Saved data rows:
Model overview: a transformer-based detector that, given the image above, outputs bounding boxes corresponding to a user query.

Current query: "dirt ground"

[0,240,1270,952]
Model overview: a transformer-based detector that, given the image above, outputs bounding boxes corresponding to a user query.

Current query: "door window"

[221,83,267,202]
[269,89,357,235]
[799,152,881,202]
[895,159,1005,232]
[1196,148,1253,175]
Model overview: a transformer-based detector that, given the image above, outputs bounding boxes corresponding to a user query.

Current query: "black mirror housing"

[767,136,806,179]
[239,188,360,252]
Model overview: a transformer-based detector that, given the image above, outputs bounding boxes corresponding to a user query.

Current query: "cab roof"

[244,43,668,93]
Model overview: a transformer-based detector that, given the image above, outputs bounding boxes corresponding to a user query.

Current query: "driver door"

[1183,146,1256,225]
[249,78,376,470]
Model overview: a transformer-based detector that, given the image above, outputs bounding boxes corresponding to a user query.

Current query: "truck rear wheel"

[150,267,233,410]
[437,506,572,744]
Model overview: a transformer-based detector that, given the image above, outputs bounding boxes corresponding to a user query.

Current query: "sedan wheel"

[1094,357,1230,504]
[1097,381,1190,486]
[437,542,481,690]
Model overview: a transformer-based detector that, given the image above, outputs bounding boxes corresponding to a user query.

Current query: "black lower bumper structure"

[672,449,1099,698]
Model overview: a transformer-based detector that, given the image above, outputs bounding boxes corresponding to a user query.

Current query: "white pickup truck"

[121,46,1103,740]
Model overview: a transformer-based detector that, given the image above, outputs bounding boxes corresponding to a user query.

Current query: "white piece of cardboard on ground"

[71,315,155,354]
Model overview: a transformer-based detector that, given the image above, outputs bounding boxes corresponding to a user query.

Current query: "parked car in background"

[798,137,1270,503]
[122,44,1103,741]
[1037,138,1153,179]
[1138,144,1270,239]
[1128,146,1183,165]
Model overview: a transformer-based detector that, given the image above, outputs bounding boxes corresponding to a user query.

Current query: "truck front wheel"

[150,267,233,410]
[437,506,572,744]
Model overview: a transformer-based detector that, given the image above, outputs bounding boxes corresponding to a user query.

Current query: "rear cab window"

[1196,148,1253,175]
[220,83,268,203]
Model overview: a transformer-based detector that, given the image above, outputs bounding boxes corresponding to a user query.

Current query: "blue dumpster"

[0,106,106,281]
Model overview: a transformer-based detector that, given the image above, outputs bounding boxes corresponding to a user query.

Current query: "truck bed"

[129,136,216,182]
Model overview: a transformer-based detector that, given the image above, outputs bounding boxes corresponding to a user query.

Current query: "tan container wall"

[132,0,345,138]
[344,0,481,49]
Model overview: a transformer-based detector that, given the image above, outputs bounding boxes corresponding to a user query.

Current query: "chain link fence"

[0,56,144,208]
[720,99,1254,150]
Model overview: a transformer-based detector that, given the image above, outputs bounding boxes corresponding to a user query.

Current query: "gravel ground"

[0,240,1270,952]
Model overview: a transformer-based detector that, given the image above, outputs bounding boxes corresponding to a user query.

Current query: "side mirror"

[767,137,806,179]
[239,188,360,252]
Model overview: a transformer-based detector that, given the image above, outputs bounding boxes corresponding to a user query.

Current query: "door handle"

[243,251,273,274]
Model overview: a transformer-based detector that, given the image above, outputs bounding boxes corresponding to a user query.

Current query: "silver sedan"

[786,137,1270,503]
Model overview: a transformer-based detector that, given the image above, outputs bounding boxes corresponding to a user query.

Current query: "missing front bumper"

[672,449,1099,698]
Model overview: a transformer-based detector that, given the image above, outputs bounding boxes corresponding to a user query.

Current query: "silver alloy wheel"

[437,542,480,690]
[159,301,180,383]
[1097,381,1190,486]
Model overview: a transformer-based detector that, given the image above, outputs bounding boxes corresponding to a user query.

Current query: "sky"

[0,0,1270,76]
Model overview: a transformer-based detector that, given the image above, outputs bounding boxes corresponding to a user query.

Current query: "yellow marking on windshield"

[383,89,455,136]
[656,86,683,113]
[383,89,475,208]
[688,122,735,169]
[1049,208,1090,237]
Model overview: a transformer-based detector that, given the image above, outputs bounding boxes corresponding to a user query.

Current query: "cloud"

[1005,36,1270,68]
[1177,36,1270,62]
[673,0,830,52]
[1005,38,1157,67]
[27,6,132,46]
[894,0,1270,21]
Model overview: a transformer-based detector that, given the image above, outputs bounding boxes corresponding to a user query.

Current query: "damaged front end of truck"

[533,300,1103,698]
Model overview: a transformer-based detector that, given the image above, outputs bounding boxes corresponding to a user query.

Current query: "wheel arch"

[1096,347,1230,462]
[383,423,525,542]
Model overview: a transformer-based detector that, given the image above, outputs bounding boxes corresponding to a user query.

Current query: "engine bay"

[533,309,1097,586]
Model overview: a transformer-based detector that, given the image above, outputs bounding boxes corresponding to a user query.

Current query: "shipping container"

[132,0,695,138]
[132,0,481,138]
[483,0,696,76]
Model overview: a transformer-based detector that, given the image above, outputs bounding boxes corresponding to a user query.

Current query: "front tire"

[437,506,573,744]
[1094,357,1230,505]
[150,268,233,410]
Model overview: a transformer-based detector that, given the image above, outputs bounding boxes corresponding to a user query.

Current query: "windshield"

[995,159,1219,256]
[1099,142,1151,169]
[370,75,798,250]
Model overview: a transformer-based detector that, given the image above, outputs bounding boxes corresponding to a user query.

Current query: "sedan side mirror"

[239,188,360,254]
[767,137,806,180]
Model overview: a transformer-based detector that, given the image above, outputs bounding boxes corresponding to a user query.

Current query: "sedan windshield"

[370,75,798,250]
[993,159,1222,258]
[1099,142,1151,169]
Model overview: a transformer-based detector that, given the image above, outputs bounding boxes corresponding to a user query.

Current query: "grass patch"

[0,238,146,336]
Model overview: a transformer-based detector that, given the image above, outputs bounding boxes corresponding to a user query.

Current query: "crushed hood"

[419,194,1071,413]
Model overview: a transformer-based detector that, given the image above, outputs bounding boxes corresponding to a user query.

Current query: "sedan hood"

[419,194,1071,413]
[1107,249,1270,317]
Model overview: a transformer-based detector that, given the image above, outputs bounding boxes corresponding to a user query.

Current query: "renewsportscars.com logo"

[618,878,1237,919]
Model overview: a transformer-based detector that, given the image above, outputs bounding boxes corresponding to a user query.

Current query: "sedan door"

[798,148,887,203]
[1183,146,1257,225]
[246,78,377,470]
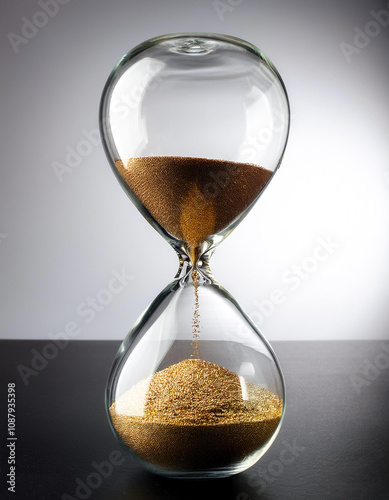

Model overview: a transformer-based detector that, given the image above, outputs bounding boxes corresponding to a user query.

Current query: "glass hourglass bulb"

[100,33,289,477]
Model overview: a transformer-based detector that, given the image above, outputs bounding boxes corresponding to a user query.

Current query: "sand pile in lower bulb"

[110,359,282,471]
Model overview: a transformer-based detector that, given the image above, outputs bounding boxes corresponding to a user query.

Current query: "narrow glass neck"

[175,252,214,285]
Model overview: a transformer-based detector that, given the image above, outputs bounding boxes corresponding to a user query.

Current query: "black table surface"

[0,340,389,500]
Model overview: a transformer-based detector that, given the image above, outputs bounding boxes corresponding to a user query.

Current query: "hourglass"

[100,33,289,478]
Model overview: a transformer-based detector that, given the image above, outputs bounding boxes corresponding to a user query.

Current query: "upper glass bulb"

[100,34,289,260]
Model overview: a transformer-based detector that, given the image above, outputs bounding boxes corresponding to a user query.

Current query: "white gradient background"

[0,0,389,341]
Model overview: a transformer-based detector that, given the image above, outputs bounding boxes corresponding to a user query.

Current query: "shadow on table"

[112,471,274,500]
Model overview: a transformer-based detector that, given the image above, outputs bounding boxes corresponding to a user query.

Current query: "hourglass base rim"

[133,457,258,480]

**REQUIRED WORK:** Write out every row above word for word, leaving the pictures out of your answer.

**TASK ANSWER:**
Model overview: a transformer-based detector that, given the image above, outputs bounding boxes corresponding to a user query.

Current query: "dirt ground"

[0,240,1270,952]
Model overview: a transformer-based detector that, given the image above, outputs bounding boxes corresponding to a user query.

Current query: "door window"

[221,83,267,202]
[269,89,357,235]
[799,152,881,202]
[895,159,1005,232]
[1196,148,1253,175]
Model overview: a transformer-based detector that, given the image above, outputs bounding boxes corresponding to a user query.

Current query: "black mirror housing"

[767,136,806,179]
[239,188,360,252]
Model overview: a transformer-based detector that, given the image above, outputs bounding boxes corresponding to a user query.

Current query: "cab roof"

[244,43,668,93]
Model overview: a transformer-based detector that, given the image above, outputs bounding boxes corresponding to a user query.

Current query: "driver door"

[1183,146,1256,225]
[249,78,376,470]
Model overview: a transformer-based detector that, given the image above, outputs bounding boxes corresponding to a user query.

Current query: "truck rear wheel"

[150,267,233,410]
[437,506,572,744]
Model overview: a transformer-based detector that, given the image above, outputs bounding boxes corresponding to a user query.

Current query: "sedan wheel"

[1094,357,1230,504]
[1097,381,1190,486]
[437,542,481,690]
Model overview: a transformer-based detector that, given the image above, outputs bounding boxes corresponding to a user query.

Current query: "black lower bumper structure"

[672,449,1099,698]
Model overview: a transformer-based detector that, given the image above, outputs bounding boxes corresponding to a user query.

Current query: "white pickup truck"

[121,46,1103,740]
Model overview: a transformer-based detector that, given the image above, outputs bounding boxes corresponding to a user query.

Current query: "white piece of cardboard on ground"

[71,315,155,354]
Model overview: a transformer-based detector that, given the image above, outputs bounding boxes corresponding to a user query.

Current query: "parked car in background"

[798,137,1270,503]
[122,44,1103,741]
[1037,138,1153,179]
[1138,144,1270,239]
[1128,146,1183,165]
Model overview: a transformer-based detector that, given the image above, outputs bounding boxes corresponding to a user query.

Current query: "truck front wheel"

[150,267,233,410]
[437,506,572,744]
Model overview: a transformer-based detector that, given the image above, outputs bounding boxes corresponding to a user query.

Current query: "rear cab window"

[1196,148,1253,175]
[220,83,268,203]
Model overview: a transformer-based detector that, given the image above, outputs bounding boxes corresponding to a user query.

Current query: "blue dumpster"

[0,106,106,281]
Model overview: a transformer-based detector that, given the image above, outputs bounding boxes corresponding to a user query.

Current query: "truck bed"

[129,136,216,182]
Model overview: a transformer-based detector that, given the image above, outputs bounding boxes corresponding to a user query.

Current query: "tan container wall"

[132,0,345,138]
[344,0,481,49]
Model overview: a transformer-based detector that, given the image above, outputs bounding boxes corresponding to a user query.

Current query: "chain link fence"

[0,56,144,208]
[720,99,1254,150]
Model overview: a transformer-based detector that, given the image above, outputs bounding boxes corresponding to a user query.

Current query: "gravel ground"

[0,240,1270,952]
Model overview: a transformer-based detector that, given the image above, outputs bounding boxes corresponding to a user query.

Current query: "side mirror"

[767,137,806,179]
[239,188,360,252]
Model overview: a transformer-based detector that, given the image above, outputs bounding boxes corresponding to a user query.

Current query: "door handle"

[243,251,273,274]
Model overview: a transformer-based detector that, given the image above, outputs bounding boxes corresponding to a user query.

Current query: "silver sedan"

[786,137,1270,503]
Model overview: a transformer-based detector that, given the image above, outputs bounding boxes corresponding to a user query.

Current query: "missing front bumper"

[672,449,1099,698]
Model overview: a transformer-based detector that, given the image above, outputs bounding boxes corresponding to a user query.

Current query: "silver alloy wheel"

[437,542,480,690]
[159,301,180,383]
[1097,381,1190,486]
Model overview: a transformer-based detector that, given the image above, outputs bounding boxes corresponding to a user query.

Current query: "sky"

[0,0,1270,76]
Model overview: a transformer-based detector that, given the image above, outputs bounding boxes corresponding to a user query.

Current query: "yellow marking on windshield"

[383,89,455,136]
[656,86,683,113]
[383,89,475,208]
[688,122,735,169]
[1049,208,1090,237]
Model overview: a transformer-based detector that, given the image above, outputs bounding boxes corresponding to a user query.

Current query: "cloud"

[1005,36,1270,68]
[1177,36,1270,62]
[673,0,830,52]
[1005,38,1157,67]
[27,6,132,46]
[894,0,1270,21]
Model overview: a transformer-based detector that, given the image above, outputs bounding boxes corresponding to a user query.

Current query: "damaged front end of truck"

[533,300,1103,698]
Model overview: a transformer-based detector that, given the image above, outputs bounding boxes corresponding to a user query.

Current query: "wheel arch"

[1096,347,1230,462]
[383,423,525,542]
Model overview: a transformer-based detector that, given the image above, outputs bounding boxes corresponding to a user query.

Current query: "engine bay"

[533,309,1097,586]
Model overview: a transformer-based detector that, given the image above, outputs bounding boxes corresponding to a user query.

Current query: "shipping container"

[132,0,695,138]
[132,0,481,138]
[483,0,696,76]
Model overview: a transformer-based detector that, given the image above, outputs bounding boxes corresponding to a user query.

Current query: "front tire"

[437,506,573,744]
[1094,357,1230,505]
[150,268,233,410]
Model overview: a transformer-based detector that, given the image above, outputs bounding boxes corresponding to a user query.

Current query: "windshield"

[995,159,1219,256]
[1099,142,1151,169]
[370,75,798,250]
Model overview: a transformer-based detector that, given the image above, outputs bounding boxes corresponding to a user query.

Current query: "sedan side mirror"

[239,188,360,254]
[767,137,806,180]
Model overview: a transformer-based detector that, given the image above, outputs bounding boxes corresponding to a user query.

Current query: "sedan windshield"

[370,75,798,250]
[993,159,1222,258]
[1099,142,1151,169]
Model overview: a transformer-based detector that, given the image above, outputs bounding boxes corresponding to a user query.

Current query: "grass patch"

[0,238,146,336]
Model overview: a transformer-based detector that, given the image above, outputs bounding boxes corresponding to a user query.

Current query: "crushed hood"

[419,194,1071,413]
Model overview: a transformer-based detector that, given the image above, outputs bounding boxes corresponding to a user query.

Current query: "sedan hood"

[419,194,1071,413]
[1107,249,1270,317]
Model overview: a transformer-based detector that, given the image above, outputs bounding boxes corresponding to a user query.

Current query: "renewsportscars.com logo"

[618,878,1237,919]
Model overview: a transformer-based detector that, given the image above, outputs bounding boxes corresponding to a user query.

Current query: "sedan door"

[798,148,887,203]
[1183,146,1257,225]
[246,78,377,470]

Model overview: a transformer-based detector that, given the image above, outputs bounding boxes corresponding to a user query.

Current query: "glass hourglass bulb"

[100,33,289,477]
Model overview: a transformer-based detector that, given the image above, outputs bounding boxes corresponding to a user query.

Current query: "sand pile in lower bulb"

[110,359,282,471]
Model overview: a transformer-based detector that, given the image above, outputs bounding boxes corresponding to a user query.

Current query: "narrow glass neck"

[175,252,214,285]
Model overview: a transformer-based detector that, given the image above, outputs bounding boxes corresponding to a user query.

Current query: "black table surface"

[0,340,389,500]
Model overview: a transformer-based detector that, given the image above, outputs bounding boxes corresponding to a user query.

Current query: "hourglass"

[100,33,289,478]
Model overview: a transformer-based detector that, given the image above, outputs bounding boxes corresponding to a user query.

Current query: "upper glass bulb"

[100,34,289,260]
Model overview: a transformer-based detector that, given the image above, outputs bounding boxes corresponding to a user query.

Current query: "white gradient background"

[0,0,389,341]
Model overview: a transformer-based detector that, given the image above, outputs bounding boxes corresponding to a user query.

Current query: "shadow on table"

[112,471,274,500]
Model overview: a transformer-based detector that, given the image above, outputs bounding boxes corresponding to a user query.

Current query: "hourglass base rim"

[133,457,258,480]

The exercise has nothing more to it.